THE PROBLEM = Convert every line of the entries below into a Markdown table with the columns "Row" and "Line", numbering the rows in order and omitting blank lines and pictures.
※ ※ ※
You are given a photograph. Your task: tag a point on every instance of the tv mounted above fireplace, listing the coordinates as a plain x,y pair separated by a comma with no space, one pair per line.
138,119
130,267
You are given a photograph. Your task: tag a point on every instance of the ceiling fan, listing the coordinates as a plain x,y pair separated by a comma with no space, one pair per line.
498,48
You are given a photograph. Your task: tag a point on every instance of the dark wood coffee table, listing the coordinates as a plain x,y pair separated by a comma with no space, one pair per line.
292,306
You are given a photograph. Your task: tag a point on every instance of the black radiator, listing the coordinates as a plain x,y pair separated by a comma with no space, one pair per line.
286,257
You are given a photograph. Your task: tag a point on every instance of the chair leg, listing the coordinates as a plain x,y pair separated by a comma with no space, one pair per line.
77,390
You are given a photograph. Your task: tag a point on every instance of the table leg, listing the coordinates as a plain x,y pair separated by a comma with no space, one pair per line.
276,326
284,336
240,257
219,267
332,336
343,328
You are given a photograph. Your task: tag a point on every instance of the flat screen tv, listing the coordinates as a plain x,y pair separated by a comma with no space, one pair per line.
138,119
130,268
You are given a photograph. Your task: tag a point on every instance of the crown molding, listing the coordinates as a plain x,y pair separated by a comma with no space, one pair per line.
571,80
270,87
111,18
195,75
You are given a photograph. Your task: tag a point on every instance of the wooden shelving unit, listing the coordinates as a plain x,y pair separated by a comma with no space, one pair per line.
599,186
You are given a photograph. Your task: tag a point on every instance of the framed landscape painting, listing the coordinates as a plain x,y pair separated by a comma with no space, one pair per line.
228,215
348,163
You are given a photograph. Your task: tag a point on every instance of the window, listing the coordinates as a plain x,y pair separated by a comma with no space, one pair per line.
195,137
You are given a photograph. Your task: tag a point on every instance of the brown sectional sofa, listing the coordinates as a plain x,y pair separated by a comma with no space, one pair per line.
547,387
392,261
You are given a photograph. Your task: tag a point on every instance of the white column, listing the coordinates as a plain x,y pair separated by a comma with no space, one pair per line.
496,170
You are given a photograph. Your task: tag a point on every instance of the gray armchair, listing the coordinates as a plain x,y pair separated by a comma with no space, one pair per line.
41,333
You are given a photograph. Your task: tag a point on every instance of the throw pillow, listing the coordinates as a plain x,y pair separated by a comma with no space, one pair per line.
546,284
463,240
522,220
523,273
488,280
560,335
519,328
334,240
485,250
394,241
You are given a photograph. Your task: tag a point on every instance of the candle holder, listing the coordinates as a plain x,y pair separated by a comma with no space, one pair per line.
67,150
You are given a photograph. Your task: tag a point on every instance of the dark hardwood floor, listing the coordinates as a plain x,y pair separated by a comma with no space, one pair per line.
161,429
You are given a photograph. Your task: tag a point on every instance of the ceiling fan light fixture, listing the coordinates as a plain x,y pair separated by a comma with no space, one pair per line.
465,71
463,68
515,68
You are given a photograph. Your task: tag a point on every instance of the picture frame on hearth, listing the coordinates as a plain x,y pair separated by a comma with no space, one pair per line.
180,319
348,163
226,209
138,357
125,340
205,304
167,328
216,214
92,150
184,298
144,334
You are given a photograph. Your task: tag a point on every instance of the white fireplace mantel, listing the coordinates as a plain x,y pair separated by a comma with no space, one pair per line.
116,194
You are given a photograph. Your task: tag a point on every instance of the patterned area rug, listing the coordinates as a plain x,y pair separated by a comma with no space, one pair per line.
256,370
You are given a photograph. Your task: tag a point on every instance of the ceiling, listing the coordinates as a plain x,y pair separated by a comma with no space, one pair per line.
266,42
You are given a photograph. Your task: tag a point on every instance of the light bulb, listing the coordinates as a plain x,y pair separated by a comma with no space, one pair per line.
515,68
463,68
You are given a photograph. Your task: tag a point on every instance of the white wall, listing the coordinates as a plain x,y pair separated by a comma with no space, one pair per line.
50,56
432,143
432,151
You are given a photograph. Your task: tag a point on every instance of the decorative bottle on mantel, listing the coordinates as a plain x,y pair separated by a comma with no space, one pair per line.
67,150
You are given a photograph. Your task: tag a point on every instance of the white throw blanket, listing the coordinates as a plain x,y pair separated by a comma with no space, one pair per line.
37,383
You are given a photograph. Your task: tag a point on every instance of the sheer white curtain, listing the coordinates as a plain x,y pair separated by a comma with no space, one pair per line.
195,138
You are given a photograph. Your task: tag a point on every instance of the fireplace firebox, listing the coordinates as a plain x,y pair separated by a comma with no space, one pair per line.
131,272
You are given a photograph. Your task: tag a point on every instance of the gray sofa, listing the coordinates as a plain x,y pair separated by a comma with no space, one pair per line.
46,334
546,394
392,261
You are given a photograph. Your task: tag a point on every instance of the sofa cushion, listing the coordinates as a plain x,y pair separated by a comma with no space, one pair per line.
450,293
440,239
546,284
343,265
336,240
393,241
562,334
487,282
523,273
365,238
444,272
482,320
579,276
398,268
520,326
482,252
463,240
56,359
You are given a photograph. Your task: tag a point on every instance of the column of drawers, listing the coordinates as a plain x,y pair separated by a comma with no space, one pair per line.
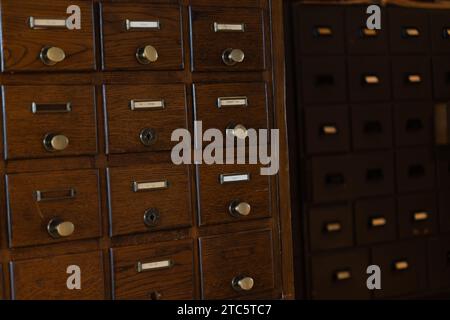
※ ※ ※
RESPONSE TO THIS EXERCISE =
| Row | Line |
|---|---|
| 1 | You are given a photograph. Your task: tag a point on every instance of the tv mounted above fireplace, listing the coordinates as a plain x,y pair separated by a comma with no space, one pair per line. |
| 2 | 138,119 |
| 3 | 130,267 |
| 4 | You are given a photograph. Your task: tag a point on every instance of the ceiling fan, listing the coordinates as a plain x,y pair separated by a comma with no space, one pair per line. |
| 5 | 498,48 |
| 6 | You are given a photograph. Your task: tag a point on every instance of the dark wood coffee table, listing the coordinates as a plain x,y pair separated by a comma with no space, one pair per line. |
| 7 | 292,306 |
| 8 | You are given a photograph. Your task: tag a point on every instance of the black radiator, listing the coordinates as a plain x,y pair separated by a comma with no space, one pair per line. |
| 9 | 286,257 |
| 10 | You are given a photograph. Your task: tag a point on every instance of the chair leg, listing the coordinates as a plain x,y pair separated by a comma with no space, one pair per line. |
| 11 | 77,390 |
| 12 | You are given a photograph. Your task: tag a point on every instance of the table leg, listing the coordinates as a plain x,y pair separated by a comma with no space, one pair per line. |
| 13 | 276,326 |
| 14 | 284,336 |
| 15 | 240,257 |
| 16 | 219,267 |
| 17 | 332,336 |
| 18 | 343,328 |
| 19 | You are given a photograph. Your task: tag a point on every instance of the flat screen tv, listing the coordinates as a plain x,y pair separated by a comma with no space, one pair per line. |
| 20 | 138,119 |
| 21 | 130,268 |
| 22 | You are given a photograph. Your task: tag a point on every instance of the crown molding, listing the coordinates as a plain x,y pair separated by a comma with no space, one pair per line. |
| 23 | 571,80 |
| 24 | 270,87 |
| 25 | 111,18 |
| 26 | 195,75 |
| 27 | You are given a photograph. Your task: tag a point on every instance of the wooden shelving unit, listing the coordinates as a plain x,y pair separated by a comma with no space, one pair per line. |
| 28 | 599,186 |
| 29 | You are given a photograph. Your task: tag a point on every instance of the framed landscape painting, listing the coordinates as a plain x,y pair separated by a comma with no space, one pair per line. |
| 30 | 228,215 |
| 31 | 348,163 |
| 32 | You are given a photograph. Your task: tag a point on every instance of the window, listing the coordinates as a plain x,y pair separated by a comma with no space, one pair per line. |
| 33 | 195,137 |
| 34 | You are given a photograph. Your task: tag a point on every instance of the brown sectional sofa, listing the coordinates as a plain x,y pair separated by a comma with no space, one pair per line. |
| 35 | 547,387 |
| 36 | 392,261 |
| 37 | You are given a photograph. Your task: tag a point on every instance of the white column, listing the coordinates as a plain x,y pair separated by a comma with no space, one pair per line. |
| 38 | 496,170 |
| 39 | You are given a photograph. Your task: tag a point on every instance of the gray armchair, listing the coordinates as a plain x,y pair separated by a comma with no space, one pair per line. |
| 40 | 41,333 |
| 41 | You are given a photograph. Your task: tag a point on every instance of the throw pillow, listing the coordinates as a plain x,y pair separated by a comma with no space, one pair per line. |
| 42 | 546,284 |
| 43 | 463,240 |
| 44 | 522,220 |
| 45 | 523,273 |
| 46 | 488,280 |
| 47 | 560,335 |
| 48 | 519,328 |
| 49 | 334,240 |
| 50 | 485,250 |
| 51 | 394,241 |
| 52 | You are given a photograph. Your task: tag a point on every instance of the candle holder, listing the coordinates as a plain x,y pair separated by a comma with no space, one pair per line. |
| 53 | 67,150 |
| 54 | You are given a photograph. Your task: tag a point on every instance of the dark hardwood floor, listing the coordinates as a plain x,y pair separated by a comma with no space, one pair per line. |
| 55 | 161,429 |
| 56 | You are given a photograph. Your task: tag a point on every instance of the ceiling fan light fixture, listing the coordinates as a plain x,y pair separated by a comma with no space, one pair per line. |
| 57 | 465,71 |
| 58 | 463,68 |
| 59 | 515,68 |
| 60 | You are given a photograph. Your task: tag a point on every instance of the picture frame on hearth, listing the coordinates as a plain x,y pair separated by a comma with no space, one pair per line. |
| 61 | 180,319 |
| 62 | 348,163 |
| 63 | 226,209 |
| 64 | 138,357 |
| 65 | 125,340 |
| 66 | 205,304 |
| 67 | 167,328 |
| 68 | 216,214 |
| 69 | 92,150 |
| 70 | 184,298 |
| 71 | 144,334 |
| 72 | You are given a photograph. Your task: tag a point on every instance of the white fireplace mantel, listing the coordinates as a plain x,y pair separated by a comma with no space, one pair per line. |
| 73 | 116,194 |
| 74 | You are given a photograph. Your task: tag a point on every instance of the patterned area rug, listing the coordinates as a plain x,y pair separated by a comma with no space, one pair per line. |
| 75 | 256,370 |
| 76 | You are given a photograph. Your task: tag a point on every instance of the ceiling, listing the coordinates as a plain x,y pair separated by a comma with no space, one pair per line. |
| 77 | 266,42 |
| 78 | You are given a photograph. Your task: tag a point on every instance of the light bulb, listing the coordinates as a plain x,y pair separated by a comma with no space, one pair per line. |
| 79 | 515,68 |
| 80 | 463,68 |
| 81 | You are given a photograph. Your task: tag a point on every instance of the white wall, listing the coordinates as a plain x,y pair separated by a comma with no space, one pair per line. |
| 82 | 50,56 |
| 83 | 432,143 |
| 84 | 432,151 |
| 85 | You are given a photograph. Your task: tag a point on every instance of the decorative bottle on mantel, listing the coordinates as a plain x,y pair separated by a comma with no space, one pair per line. |
| 86 | 67,150 |
| 87 | You are given a photograph. Your task: tag a point on every instance of the white throw blanket, listing the coordinates as a plain x,y pair separated by a comma with no space, one pair per line. |
| 88 | 37,383 |
| 89 | You are given a photograph. Your task: tag a point on every instance of the sheer white curtain, listing the coordinates as a plain x,y pair separated by a comma with no space, one pair per line. |
| 90 | 195,138 |
| 91 | You are given a photograph. Your task: tag a point on every instance of the fireplace firebox, listing the coordinates as a plain x,y pair separated by a comma with no space, one pair per line. |
| 92 | 131,272 |
| 93 | You are given a photograph. Your task: tag a point on every instance of the gray sofa, listing the coordinates as a plain x,y pair separated by a comma with no space, one pair per line. |
| 94 | 46,334 |
| 95 | 546,394 |
| 96 | 392,261 |
| 97 | You are given a photograph. Your task: tag a point on every instance of the sofa cushion, listing the coordinates as a plain x,y pair separated by a comma with no space, one pair per line. |
| 98 | 450,293 |
| 99 | 440,239 |
| 100 | 546,284 |
| 101 | 343,265 |
| 102 | 336,240 |
| 103 | 393,241 |
| 104 | 562,334 |
| 105 | 487,282 |
| 106 | 523,273 |
| 107 | 365,238 |
| 108 | 444,272 |
| 109 | 482,320 |
| 110 | 579,276 |
| 111 | 398,268 |
| 112 | 520,326 |
| 113 | 482,252 |
| 114 | 463,240 |
| 115 | 56,359 |
| 116 | You are given a photograph. Your task: tag a point on every instance of the column of drawers, listing the coordinates as a plain x,y pair separated by a comma with no space, one pair per line. |